Trecho do documento →
------------------------------------------------
3. Os delitos de divulgar e armazenar conteúdo pedófilo infantil protegem o mesmo bem jurídico, a formação moral e emocional da criança e do adolescente, sendo a conduta do primeiro mais grave em relação a do segundo.
4. A conduta, de armazenar, menos grave, pode constituir elemento ou meio para a execução do delito mais grave, o que robora o caráter subsidiário tácito do art. 241-B em relação ao delito do art. 241-A, ambos do ECA.
5. Em resumo, aplicando-se, de ofício, a subsidiariedade do art. 241-B do ECA ao caso, os fatos tipificam-se apenas no art. 241-A da Lei n. 8.069/90, devendo ser mantida a respectiva dosimetria, fixada pelo Relator, em 3 (três) anos de reclusão, regime inicial aberto, e 10 (dez) dias-multa, cada qual em 1/3 (um terço) do salário mínimo vigente à data dos fatos.
------------------------------------------------
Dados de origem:
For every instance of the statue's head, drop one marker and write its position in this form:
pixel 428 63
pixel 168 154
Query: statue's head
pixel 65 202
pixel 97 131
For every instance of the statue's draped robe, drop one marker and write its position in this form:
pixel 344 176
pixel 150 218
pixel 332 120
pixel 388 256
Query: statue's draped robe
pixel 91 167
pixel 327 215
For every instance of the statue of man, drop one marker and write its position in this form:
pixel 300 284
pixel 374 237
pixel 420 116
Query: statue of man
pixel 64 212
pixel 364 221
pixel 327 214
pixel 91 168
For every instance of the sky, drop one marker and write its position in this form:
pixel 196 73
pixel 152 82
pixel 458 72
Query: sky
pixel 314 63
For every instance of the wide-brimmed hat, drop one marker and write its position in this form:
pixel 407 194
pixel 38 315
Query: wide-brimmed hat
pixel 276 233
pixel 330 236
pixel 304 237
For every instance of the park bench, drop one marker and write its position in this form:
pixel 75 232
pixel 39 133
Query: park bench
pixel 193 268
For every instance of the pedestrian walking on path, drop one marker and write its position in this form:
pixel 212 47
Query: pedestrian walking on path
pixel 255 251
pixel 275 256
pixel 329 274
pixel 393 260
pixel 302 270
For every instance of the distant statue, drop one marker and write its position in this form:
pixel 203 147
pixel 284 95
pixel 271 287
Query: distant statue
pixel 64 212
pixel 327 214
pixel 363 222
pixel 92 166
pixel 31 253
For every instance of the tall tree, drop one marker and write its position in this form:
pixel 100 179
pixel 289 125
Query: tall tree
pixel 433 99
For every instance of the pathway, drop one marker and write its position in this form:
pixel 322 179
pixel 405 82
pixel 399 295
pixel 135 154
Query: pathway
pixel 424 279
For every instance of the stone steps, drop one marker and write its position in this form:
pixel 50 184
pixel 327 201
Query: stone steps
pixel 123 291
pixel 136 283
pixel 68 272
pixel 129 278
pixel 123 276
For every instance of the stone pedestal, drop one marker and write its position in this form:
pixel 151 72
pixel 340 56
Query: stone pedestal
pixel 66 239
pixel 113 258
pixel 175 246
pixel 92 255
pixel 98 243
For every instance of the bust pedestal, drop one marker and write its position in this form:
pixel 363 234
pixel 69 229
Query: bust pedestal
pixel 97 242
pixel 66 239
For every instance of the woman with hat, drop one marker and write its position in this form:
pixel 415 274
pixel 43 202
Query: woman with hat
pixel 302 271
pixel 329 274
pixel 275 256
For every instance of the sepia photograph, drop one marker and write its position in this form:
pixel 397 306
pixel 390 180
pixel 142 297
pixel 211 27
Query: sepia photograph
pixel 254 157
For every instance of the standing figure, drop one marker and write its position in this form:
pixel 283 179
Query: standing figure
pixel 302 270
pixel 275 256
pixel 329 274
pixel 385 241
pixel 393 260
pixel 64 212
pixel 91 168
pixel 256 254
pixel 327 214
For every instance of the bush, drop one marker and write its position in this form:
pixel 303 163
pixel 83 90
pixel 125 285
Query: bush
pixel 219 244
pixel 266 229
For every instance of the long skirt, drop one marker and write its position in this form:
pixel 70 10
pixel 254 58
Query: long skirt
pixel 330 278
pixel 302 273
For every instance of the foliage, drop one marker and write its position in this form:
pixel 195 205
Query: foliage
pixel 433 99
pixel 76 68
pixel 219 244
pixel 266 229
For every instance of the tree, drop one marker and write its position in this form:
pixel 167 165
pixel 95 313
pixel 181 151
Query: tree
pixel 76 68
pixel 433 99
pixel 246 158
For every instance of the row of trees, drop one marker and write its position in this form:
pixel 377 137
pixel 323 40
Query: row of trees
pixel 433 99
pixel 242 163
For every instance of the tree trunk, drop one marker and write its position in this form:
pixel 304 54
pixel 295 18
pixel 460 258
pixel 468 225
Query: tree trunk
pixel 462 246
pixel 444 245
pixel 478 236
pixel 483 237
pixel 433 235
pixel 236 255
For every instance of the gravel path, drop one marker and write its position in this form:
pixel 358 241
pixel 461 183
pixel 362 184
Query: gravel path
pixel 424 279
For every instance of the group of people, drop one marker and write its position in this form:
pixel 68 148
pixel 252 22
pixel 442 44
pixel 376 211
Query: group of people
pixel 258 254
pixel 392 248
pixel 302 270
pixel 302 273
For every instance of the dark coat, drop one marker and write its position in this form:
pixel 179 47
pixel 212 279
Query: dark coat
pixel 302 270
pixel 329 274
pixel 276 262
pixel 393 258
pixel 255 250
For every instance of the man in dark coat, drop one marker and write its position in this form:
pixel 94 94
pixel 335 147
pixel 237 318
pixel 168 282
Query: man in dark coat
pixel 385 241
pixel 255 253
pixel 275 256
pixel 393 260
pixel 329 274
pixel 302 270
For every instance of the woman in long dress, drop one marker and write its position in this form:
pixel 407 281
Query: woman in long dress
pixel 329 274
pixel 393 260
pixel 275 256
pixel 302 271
------------------------------------------------
O que fazer →
1. Extraia do trecho sobre os delitos dos arts. 241-A e 241-B do ECA a parte que começa em "3. Os delitos" e termina em "ambos do ECA.", sem alterar nada.
2. Copie sem nenhuma alteração as linhas dos registros começando no início deles e terminando na linha que contém "pixel 193 268", incluindo as duas extremidades e nada além delas.

Respostas por tarefa →
1.
3. Os delitos de divulgar e armazenar conteúdo pedófilo infantil protegem o mesmo bem jurídico, a formação moral e emocional da criança e do adolescente, sendo a conduta do primeiro mais grave em relação a do segundo.
4. A conduta, de armazenar, menos grave, pode constituir elemento ou meio para a execução do delito mais grave, o que robora o caráter subsidiário tácito do art. 241-B em relação ao delito do art. 241-A, ambos do ECA.

2.
For every instance of the statue's head, drop one marker and write its position in this form:
pixel 428 63
pixel 168 154
Query: statue's head
pixel 65 202
pixel 97 131
For every instance of the statue's draped robe, drop one marker and write its position in this form:
pixel 344 176
pixel 150 218
pixel 332 120
pixel 388 256
Query: statue's draped robe
pixel 91 167
pixel 327 215
For every instance of the statue of man, drop one marker and write its position in this form:
pixel 300 284
pixel 374 237
pixel 420 116
Query: statue of man
pixel 64 212
pixel 364 221
pixel 327 214
pixel 91 168
For every instance of the sky, drop one marker and write its position in this form:
pixel 196 73
pixel 152 82
pixel 458 72
Query: sky
pixel 314 63
For every instance of the wide-brimmed hat, drop one marker and write its position in this form:
pixel 407 194
pixel 38 315
Query: wide-brimmed hat
pixel 276 233
pixel 330 236
pixel 304 237
For every instance of the park bench, drop one marker and write its position in this form:
pixel 75 232
pixel 39 133
Query: park bench
pixel 193 268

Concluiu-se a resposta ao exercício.